Exercise prompt: In the listing below, find each line containing "pole" and report it.

Available data:
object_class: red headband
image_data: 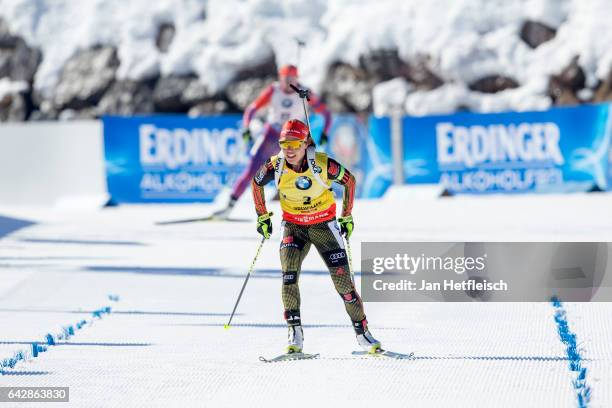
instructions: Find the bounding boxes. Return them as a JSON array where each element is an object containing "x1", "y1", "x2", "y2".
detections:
[{"x1": 280, "y1": 119, "x2": 309, "y2": 141}]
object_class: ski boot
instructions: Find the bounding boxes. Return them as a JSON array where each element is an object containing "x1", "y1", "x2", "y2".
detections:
[
  {"x1": 287, "y1": 325, "x2": 304, "y2": 354},
  {"x1": 353, "y1": 319, "x2": 382, "y2": 353}
]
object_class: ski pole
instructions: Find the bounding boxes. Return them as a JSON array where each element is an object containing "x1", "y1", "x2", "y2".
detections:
[
  {"x1": 289, "y1": 84, "x2": 313, "y2": 136},
  {"x1": 294, "y1": 37, "x2": 305, "y2": 69},
  {"x1": 224, "y1": 237, "x2": 266, "y2": 329},
  {"x1": 345, "y1": 238, "x2": 355, "y2": 283}
]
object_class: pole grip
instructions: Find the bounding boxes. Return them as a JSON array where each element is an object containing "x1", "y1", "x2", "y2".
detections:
[{"x1": 290, "y1": 84, "x2": 310, "y2": 101}]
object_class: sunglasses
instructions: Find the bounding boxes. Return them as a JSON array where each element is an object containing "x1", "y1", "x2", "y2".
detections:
[{"x1": 279, "y1": 140, "x2": 305, "y2": 149}]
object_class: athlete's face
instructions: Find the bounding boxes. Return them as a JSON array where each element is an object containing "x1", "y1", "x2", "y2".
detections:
[
  {"x1": 280, "y1": 74, "x2": 298, "y2": 93},
  {"x1": 281, "y1": 139, "x2": 307, "y2": 165}
]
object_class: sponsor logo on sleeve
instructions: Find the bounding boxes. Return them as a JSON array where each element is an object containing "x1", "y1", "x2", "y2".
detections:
[
  {"x1": 255, "y1": 168, "x2": 266, "y2": 184},
  {"x1": 328, "y1": 161, "x2": 340, "y2": 178}
]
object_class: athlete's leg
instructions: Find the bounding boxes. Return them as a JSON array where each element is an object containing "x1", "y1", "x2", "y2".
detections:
[
  {"x1": 280, "y1": 221, "x2": 311, "y2": 352},
  {"x1": 308, "y1": 220, "x2": 367, "y2": 328},
  {"x1": 309, "y1": 220, "x2": 381, "y2": 351},
  {"x1": 279, "y1": 221, "x2": 311, "y2": 326}
]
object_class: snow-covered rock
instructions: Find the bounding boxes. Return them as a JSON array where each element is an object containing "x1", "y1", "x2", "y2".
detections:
[
  {"x1": 52, "y1": 46, "x2": 119, "y2": 110},
  {"x1": 0, "y1": 0, "x2": 610, "y2": 120},
  {"x1": 519, "y1": 21, "x2": 557, "y2": 49},
  {"x1": 322, "y1": 62, "x2": 376, "y2": 112},
  {"x1": 98, "y1": 80, "x2": 155, "y2": 115},
  {"x1": 469, "y1": 75, "x2": 519, "y2": 93},
  {"x1": 0, "y1": 77, "x2": 28, "y2": 99},
  {"x1": 404, "y1": 84, "x2": 471, "y2": 116},
  {"x1": 225, "y1": 55, "x2": 277, "y2": 110},
  {"x1": 188, "y1": 99, "x2": 231, "y2": 116},
  {"x1": 0, "y1": 77, "x2": 29, "y2": 121},
  {"x1": 594, "y1": 68, "x2": 612, "y2": 103},
  {"x1": 155, "y1": 22, "x2": 175, "y2": 54},
  {"x1": 153, "y1": 75, "x2": 201, "y2": 113},
  {"x1": 372, "y1": 78, "x2": 412, "y2": 116}
]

The answer:
object_class: ski pole
object_class: pole grip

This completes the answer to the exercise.